» **REQUIRED TASK**
Please report every line below that contains the word "number", copying each such line in full.

---

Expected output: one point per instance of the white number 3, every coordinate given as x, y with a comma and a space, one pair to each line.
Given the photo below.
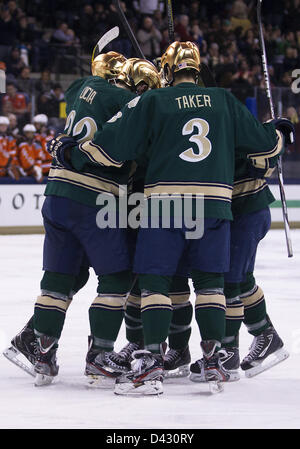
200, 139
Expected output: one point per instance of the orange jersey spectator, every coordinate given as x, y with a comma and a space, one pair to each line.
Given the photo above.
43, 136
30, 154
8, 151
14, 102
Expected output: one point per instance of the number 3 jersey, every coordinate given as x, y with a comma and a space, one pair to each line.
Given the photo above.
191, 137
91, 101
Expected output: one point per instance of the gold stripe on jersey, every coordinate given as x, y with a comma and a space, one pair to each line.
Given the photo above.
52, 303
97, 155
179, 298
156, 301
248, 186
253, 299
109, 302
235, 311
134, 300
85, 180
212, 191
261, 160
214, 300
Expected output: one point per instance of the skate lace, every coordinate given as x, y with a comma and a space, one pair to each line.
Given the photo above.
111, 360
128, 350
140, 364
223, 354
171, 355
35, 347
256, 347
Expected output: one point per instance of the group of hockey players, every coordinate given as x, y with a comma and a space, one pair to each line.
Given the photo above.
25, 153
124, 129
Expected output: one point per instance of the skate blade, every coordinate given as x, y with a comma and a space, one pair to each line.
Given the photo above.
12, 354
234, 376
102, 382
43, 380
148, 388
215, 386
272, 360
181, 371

---

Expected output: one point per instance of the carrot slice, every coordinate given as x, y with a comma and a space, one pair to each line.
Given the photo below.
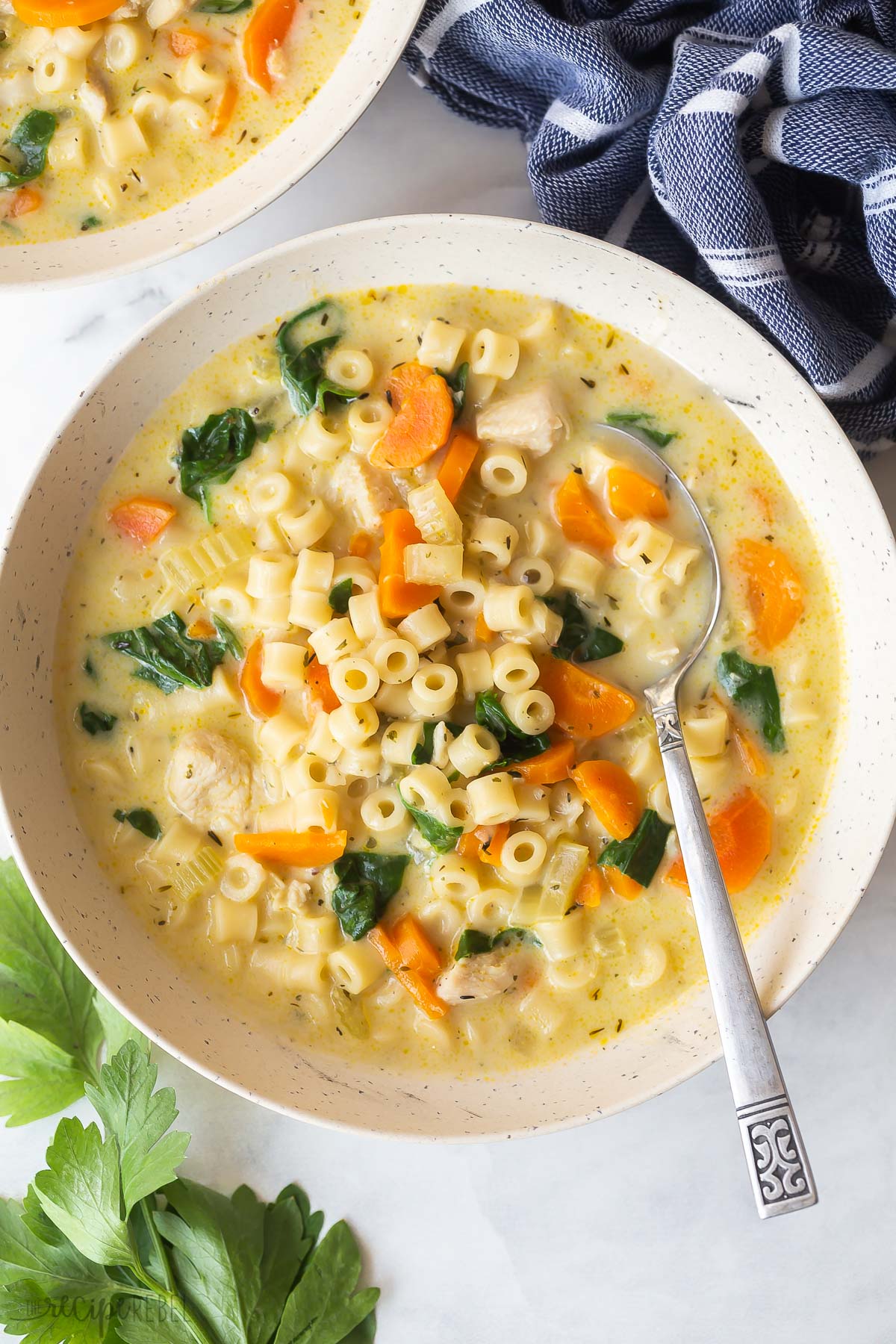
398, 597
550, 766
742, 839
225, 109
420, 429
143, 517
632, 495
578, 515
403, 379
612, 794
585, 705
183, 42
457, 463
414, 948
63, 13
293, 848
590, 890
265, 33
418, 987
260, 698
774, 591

---

» **THE ANSWER**
Expected output: one point per instance of the white number 3, every coordinate given as x, y with a comma and a space, one pair to each line.
Expected output: one point per instance of the number 3 jersey, every coordinate given as x, y with a comma and a space, one pair to each line.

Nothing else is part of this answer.